[WHAT TO WORK ON]: Below are records; print only the lines from the line containing "For our traffic camera dashboard, pinpoint every green grass" to the end, both included, reproduced exactly and without the pictures.

[MATERIAL PROVIDED]:
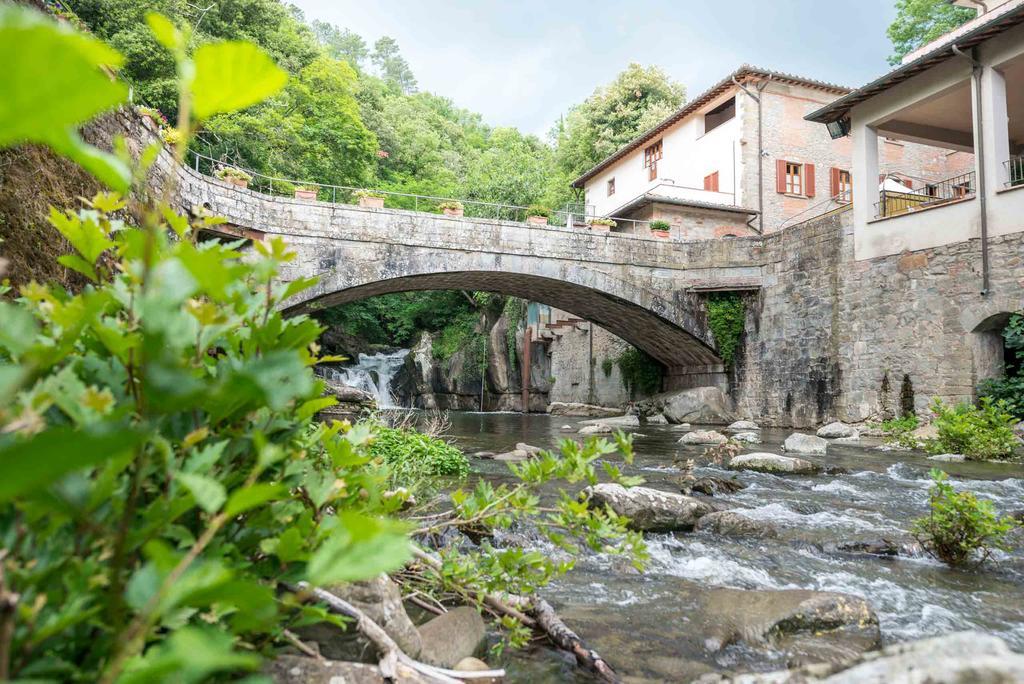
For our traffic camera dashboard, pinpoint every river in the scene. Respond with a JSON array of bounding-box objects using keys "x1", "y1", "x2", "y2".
[{"x1": 434, "y1": 414, "x2": 1024, "y2": 682}]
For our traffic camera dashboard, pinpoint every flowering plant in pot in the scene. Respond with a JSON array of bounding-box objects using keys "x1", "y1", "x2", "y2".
[
  {"x1": 590, "y1": 218, "x2": 618, "y2": 232},
  {"x1": 526, "y1": 204, "x2": 551, "y2": 225},
  {"x1": 437, "y1": 201, "x2": 466, "y2": 216},
  {"x1": 213, "y1": 166, "x2": 253, "y2": 187},
  {"x1": 354, "y1": 190, "x2": 385, "y2": 209},
  {"x1": 650, "y1": 220, "x2": 672, "y2": 240}
]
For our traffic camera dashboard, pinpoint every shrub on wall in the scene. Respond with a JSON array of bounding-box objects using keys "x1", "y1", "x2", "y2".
[{"x1": 708, "y1": 292, "x2": 746, "y2": 367}]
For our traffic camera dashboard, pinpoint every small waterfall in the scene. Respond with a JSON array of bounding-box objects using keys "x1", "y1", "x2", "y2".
[{"x1": 324, "y1": 349, "x2": 409, "y2": 409}]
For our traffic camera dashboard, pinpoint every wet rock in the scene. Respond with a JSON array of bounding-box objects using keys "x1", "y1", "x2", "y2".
[
  {"x1": 580, "y1": 416, "x2": 640, "y2": 427},
  {"x1": 817, "y1": 421, "x2": 857, "y2": 439},
  {"x1": 732, "y1": 432, "x2": 761, "y2": 444},
  {"x1": 296, "y1": 574, "x2": 422, "y2": 662},
  {"x1": 928, "y1": 454, "x2": 967, "y2": 463},
  {"x1": 703, "y1": 589, "x2": 881, "y2": 662},
  {"x1": 263, "y1": 654, "x2": 427, "y2": 684},
  {"x1": 637, "y1": 387, "x2": 736, "y2": 425},
  {"x1": 583, "y1": 483, "x2": 715, "y2": 531},
  {"x1": 720, "y1": 632, "x2": 1024, "y2": 684},
  {"x1": 729, "y1": 453, "x2": 821, "y2": 475},
  {"x1": 548, "y1": 401, "x2": 623, "y2": 418},
  {"x1": 782, "y1": 432, "x2": 828, "y2": 456},
  {"x1": 679, "y1": 430, "x2": 729, "y2": 444},
  {"x1": 693, "y1": 511, "x2": 778, "y2": 539},
  {"x1": 420, "y1": 606, "x2": 486, "y2": 668}
]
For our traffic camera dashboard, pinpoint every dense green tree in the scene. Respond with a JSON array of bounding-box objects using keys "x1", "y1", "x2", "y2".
[{"x1": 887, "y1": 0, "x2": 977, "y2": 66}]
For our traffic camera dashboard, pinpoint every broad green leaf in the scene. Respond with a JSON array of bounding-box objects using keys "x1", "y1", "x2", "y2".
[
  {"x1": 0, "y1": 3, "x2": 131, "y2": 190},
  {"x1": 193, "y1": 41, "x2": 288, "y2": 120},
  {"x1": 0, "y1": 427, "x2": 144, "y2": 502},
  {"x1": 306, "y1": 511, "x2": 412, "y2": 587},
  {"x1": 174, "y1": 473, "x2": 227, "y2": 513}
]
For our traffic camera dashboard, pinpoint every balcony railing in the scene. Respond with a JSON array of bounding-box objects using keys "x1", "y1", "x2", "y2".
[
  {"x1": 874, "y1": 171, "x2": 977, "y2": 218},
  {"x1": 1002, "y1": 156, "x2": 1024, "y2": 187}
]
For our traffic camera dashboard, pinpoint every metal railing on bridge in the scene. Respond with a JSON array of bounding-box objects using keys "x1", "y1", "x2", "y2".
[{"x1": 189, "y1": 151, "x2": 650, "y2": 232}]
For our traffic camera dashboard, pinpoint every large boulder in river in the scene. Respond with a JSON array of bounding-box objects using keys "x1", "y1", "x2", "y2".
[
  {"x1": 420, "y1": 605, "x2": 487, "y2": 669},
  {"x1": 583, "y1": 483, "x2": 715, "y2": 532},
  {"x1": 729, "y1": 453, "x2": 821, "y2": 475},
  {"x1": 782, "y1": 432, "x2": 828, "y2": 456},
  {"x1": 693, "y1": 511, "x2": 778, "y2": 539},
  {"x1": 637, "y1": 387, "x2": 736, "y2": 425}
]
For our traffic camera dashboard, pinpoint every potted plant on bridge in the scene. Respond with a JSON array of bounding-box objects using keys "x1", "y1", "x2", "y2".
[
  {"x1": 437, "y1": 200, "x2": 466, "y2": 216},
  {"x1": 355, "y1": 190, "x2": 385, "y2": 209},
  {"x1": 590, "y1": 218, "x2": 618, "y2": 232},
  {"x1": 213, "y1": 166, "x2": 253, "y2": 187},
  {"x1": 650, "y1": 220, "x2": 672, "y2": 240},
  {"x1": 526, "y1": 204, "x2": 551, "y2": 225}
]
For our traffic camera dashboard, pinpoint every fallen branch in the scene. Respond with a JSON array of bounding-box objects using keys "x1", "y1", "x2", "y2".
[{"x1": 288, "y1": 582, "x2": 505, "y2": 684}]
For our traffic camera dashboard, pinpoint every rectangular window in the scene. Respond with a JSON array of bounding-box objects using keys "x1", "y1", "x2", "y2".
[
  {"x1": 705, "y1": 97, "x2": 736, "y2": 135},
  {"x1": 705, "y1": 171, "x2": 718, "y2": 193},
  {"x1": 643, "y1": 140, "x2": 662, "y2": 180}
]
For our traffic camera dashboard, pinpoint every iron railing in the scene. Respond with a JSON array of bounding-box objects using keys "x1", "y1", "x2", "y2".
[
  {"x1": 1002, "y1": 156, "x2": 1024, "y2": 187},
  {"x1": 874, "y1": 171, "x2": 977, "y2": 218},
  {"x1": 190, "y1": 151, "x2": 650, "y2": 233}
]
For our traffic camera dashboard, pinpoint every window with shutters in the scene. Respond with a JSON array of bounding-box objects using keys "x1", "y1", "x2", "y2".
[
  {"x1": 705, "y1": 171, "x2": 718, "y2": 193},
  {"x1": 643, "y1": 140, "x2": 662, "y2": 180}
]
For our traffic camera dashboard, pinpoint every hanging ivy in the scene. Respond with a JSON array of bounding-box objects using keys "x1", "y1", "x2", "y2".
[{"x1": 708, "y1": 292, "x2": 746, "y2": 368}]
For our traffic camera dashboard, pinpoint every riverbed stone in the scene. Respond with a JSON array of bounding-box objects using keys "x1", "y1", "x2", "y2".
[
  {"x1": 583, "y1": 483, "x2": 715, "y2": 531},
  {"x1": 782, "y1": 432, "x2": 828, "y2": 456},
  {"x1": 693, "y1": 511, "x2": 778, "y2": 539},
  {"x1": 263, "y1": 653, "x2": 427, "y2": 684},
  {"x1": 679, "y1": 430, "x2": 729, "y2": 444},
  {"x1": 420, "y1": 605, "x2": 487, "y2": 668},
  {"x1": 817, "y1": 421, "x2": 857, "y2": 439},
  {"x1": 729, "y1": 452, "x2": 821, "y2": 475}
]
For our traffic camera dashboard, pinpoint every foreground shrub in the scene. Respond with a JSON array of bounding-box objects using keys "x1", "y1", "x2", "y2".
[
  {"x1": 926, "y1": 397, "x2": 1020, "y2": 461},
  {"x1": 911, "y1": 469, "x2": 1016, "y2": 566}
]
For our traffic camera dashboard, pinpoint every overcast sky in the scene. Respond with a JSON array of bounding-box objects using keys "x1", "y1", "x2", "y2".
[{"x1": 291, "y1": 0, "x2": 895, "y2": 135}]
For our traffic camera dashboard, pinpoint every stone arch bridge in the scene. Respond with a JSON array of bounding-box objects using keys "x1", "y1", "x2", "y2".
[{"x1": 165, "y1": 165, "x2": 763, "y2": 388}]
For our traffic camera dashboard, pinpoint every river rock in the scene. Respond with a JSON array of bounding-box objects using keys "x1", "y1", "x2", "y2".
[
  {"x1": 817, "y1": 421, "x2": 856, "y2": 439},
  {"x1": 732, "y1": 432, "x2": 761, "y2": 444},
  {"x1": 782, "y1": 432, "x2": 828, "y2": 456},
  {"x1": 679, "y1": 430, "x2": 729, "y2": 444},
  {"x1": 716, "y1": 632, "x2": 1024, "y2": 684},
  {"x1": 580, "y1": 416, "x2": 640, "y2": 427},
  {"x1": 296, "y1": 574, "x2": 422, "y2": 662},
  {"x1": 420, "y1": 605, "x2": 487, "y2": 668},
  {"x1": 703, "y1": 589, "x2": 881, "y2": 664},
  {"x1": 637, "y1": 387, "x2": 736, "y2": 425},
  {"x1": 928, "y1": 454, "x2": 967, "y2": 463},
  {"x1": 263, "y1": 653, "x2": 427, "y2": 684},
  {"x1": 693, "y1": 511, "x2": 778, "y2": 539},
  {"x1": 729, "y1": 453, "x2": 821, "y2": 475},
  {"x1": 548, "y1": 401, "x2": 623, "y2": 418},
  {"x1": 583, "y1": 483, "x2": 715, "y2": 532}
]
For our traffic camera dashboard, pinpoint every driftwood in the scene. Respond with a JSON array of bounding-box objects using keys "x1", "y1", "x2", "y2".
[
  {"x1": 413, "y1": 547, "x2": 621, "y2": 682},
  {"x1": 289, "y1": 582, "x2": 505, "y2": 684}
]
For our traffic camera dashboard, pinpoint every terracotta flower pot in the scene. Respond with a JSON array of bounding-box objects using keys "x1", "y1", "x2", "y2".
[{"x1": 359, "y1": 198, "x2": 384, "y2": 209}]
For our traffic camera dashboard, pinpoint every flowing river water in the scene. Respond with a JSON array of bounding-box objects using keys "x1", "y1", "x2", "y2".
[{"x1": 432, "y1": 414, "x2": 1024, "y2": 682}]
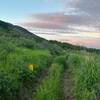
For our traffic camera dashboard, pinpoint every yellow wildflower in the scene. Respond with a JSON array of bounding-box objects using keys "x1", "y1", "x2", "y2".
[{"x1": 28, "y1": 64, "x2": 34, "y2": 71}]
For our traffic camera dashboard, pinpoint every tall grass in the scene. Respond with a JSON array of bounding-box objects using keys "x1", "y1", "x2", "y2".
[
  {"x1": 33, "y1": 63, "x2": 64, "y2": 100},
  {"x1": 0, "y1": 48, "x2": 52, "y2": 100},
  {"x1": 68, "y1": 53, "x2": 100, "y2": 100}
]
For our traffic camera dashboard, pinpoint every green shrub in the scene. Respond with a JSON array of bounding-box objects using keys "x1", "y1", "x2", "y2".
[{"x1": 33, "y1": 63, "x2": 64, "y2": 100}]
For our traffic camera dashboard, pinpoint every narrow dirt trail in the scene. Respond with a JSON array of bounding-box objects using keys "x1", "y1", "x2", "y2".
[{"x1": 64, "y1": 69, "x2": 73, "y2": 100}]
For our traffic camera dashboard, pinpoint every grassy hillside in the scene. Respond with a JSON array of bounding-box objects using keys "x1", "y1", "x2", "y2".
[{"x1": 0, "y1": 21, "x2": 100, "y2": 100}]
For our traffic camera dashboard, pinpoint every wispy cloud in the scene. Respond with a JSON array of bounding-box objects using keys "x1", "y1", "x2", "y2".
[{"x1": 21, "y1": 0, "x2": 100, "y2": 47}]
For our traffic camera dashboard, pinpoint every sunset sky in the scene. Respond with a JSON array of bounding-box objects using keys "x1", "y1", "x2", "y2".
[{"x1": 0, "y1": 0, "x2": 100, "y2": 48}]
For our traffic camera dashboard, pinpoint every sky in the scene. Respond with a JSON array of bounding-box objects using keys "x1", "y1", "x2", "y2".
[{"x1": 0, "y1": 0, "x2": 100, "y2": 48}]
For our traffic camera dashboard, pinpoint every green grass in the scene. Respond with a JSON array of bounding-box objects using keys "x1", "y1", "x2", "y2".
[
  {"x1": 33, "y1": 63, "x2": 64, "y2": 100},
  {"x1": 0, "y1": 48, "x2": 52, "y2": 100},
  {"x1": 68, "y1": 52, "x2": 100, "y2": 100}
]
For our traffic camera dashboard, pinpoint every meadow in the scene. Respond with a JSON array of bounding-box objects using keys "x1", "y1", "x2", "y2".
[{"x1": 0, "y1": 21, "x2": 100, "y2": 100}]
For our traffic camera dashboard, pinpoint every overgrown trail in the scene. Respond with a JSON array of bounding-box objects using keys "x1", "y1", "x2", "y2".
[{"x1": 64, "y1": 69, "x2": 73, "y2": 100}]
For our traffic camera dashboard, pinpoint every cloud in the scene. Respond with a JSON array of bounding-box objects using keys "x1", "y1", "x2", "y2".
[
  {"x1": 21, "y1": 12, "x2": 100, "y2": 33},
  {"x1": 18, "y1": 0, "x2": 100, "y2": 47}
]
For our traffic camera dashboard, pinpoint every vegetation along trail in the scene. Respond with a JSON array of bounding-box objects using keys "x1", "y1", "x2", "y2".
[{"x1": 64, "y1": 69, "x2": 73, "y2": 100}]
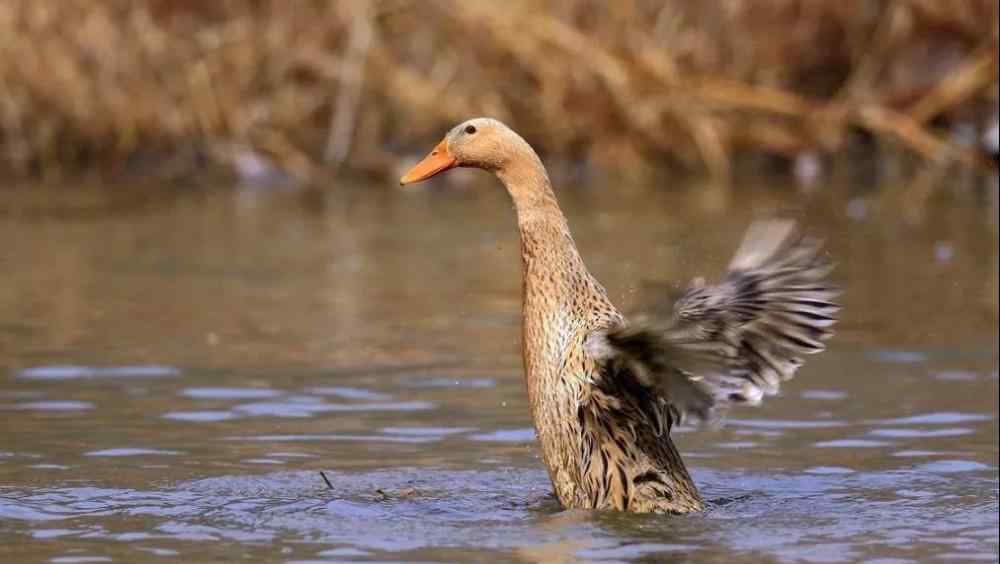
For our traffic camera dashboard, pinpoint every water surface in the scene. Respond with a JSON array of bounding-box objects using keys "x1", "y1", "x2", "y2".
[{"x1": 0, "y1": 184, "x2": 998, "y2": 563}]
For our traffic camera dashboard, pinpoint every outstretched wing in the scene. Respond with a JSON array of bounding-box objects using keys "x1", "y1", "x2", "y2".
[{"x1": 590, "y1": 220, "x2": 839, "y2": 420}]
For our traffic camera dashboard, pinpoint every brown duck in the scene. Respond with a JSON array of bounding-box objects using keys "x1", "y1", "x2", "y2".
[{"x1": 400, "y1": 118, "x2": 838, "y2": 513}]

[PROBLEM SOLUTION]:
For our traffic camera dashboard, pinpoint every green grass in the scene. Respond with a JSON array of bounding-box objects using keys "x1", "y1", "x2", "y2".
[
  {"x1": 33, "y1": 63, "x2": 64, "y2": 100},
  {"x1": 0, "y1": 48, "x2": 52, "y2": 100},
  {"x1": 68, "y1": 52, "x2": 100, "y2": 100}
]
For our traffic camera dashboard, pinpoint every meadow in the scene. Respond with a JSON array of bounding-box objects using keys "x1", "y1", "x2", "y2".
[{"x1": 0, "y1": 21, "x2": 100, "y2": 100}]
For our traffic camera dashboard, pinpoint every overgrown trail in the scene. Respond with a JSON array of bounding-box objects using keys "x1", "y1", "x2", "y2".
[{"x1": 64, "y1": 69, "x2": 73, "y2": 100}]
For our traffic camera dashboard, pinpoint every cloud in the scene. Respond with a JSON array of bounding-box objects using keys "x1", "y1", "x2", "y2".
[
  {"x1": 21, "y1": 12, "x2": 100, "y2": 33},
  {"x1": 18, "y1": 0, "x2": 100, "y2": 47}
]
For our traffic camera dashboard, pinpoint every vegetation along trail in the scene. Respond with a JSON array of bounding-box objects using keys "x1", "y1", "x2", "y2".
[{"x1": 64, "y1": 69, "x2": 73, "y2": 100}]
For our traffic camera dashboard, pinpoint every water surface in the scene. Respond with a JSON array of bounding-box objects using keys "x1", "y1", "x2", "y2".
[{"x1": 0, "y1": 184, "x2": 998, "y2": 563}]
For our traffic camera dashboard, pinpoint every outstretched wing in the scene. Respond with a JSON array of bounding-box objects using keys "x1", "y1", "x2", "y2".
[{"x1": 590, "y1": 220, "x2": 839, "y2": 420}]
For our traffic camera dashboard, pinpoint every brown duck in the scene. Respond with a JSON array of bounding-box objects using keys "x1", "y1", "x2", "y2".
[{"x1": 400, "y1": 118, "x2": 838, "y2": 513}]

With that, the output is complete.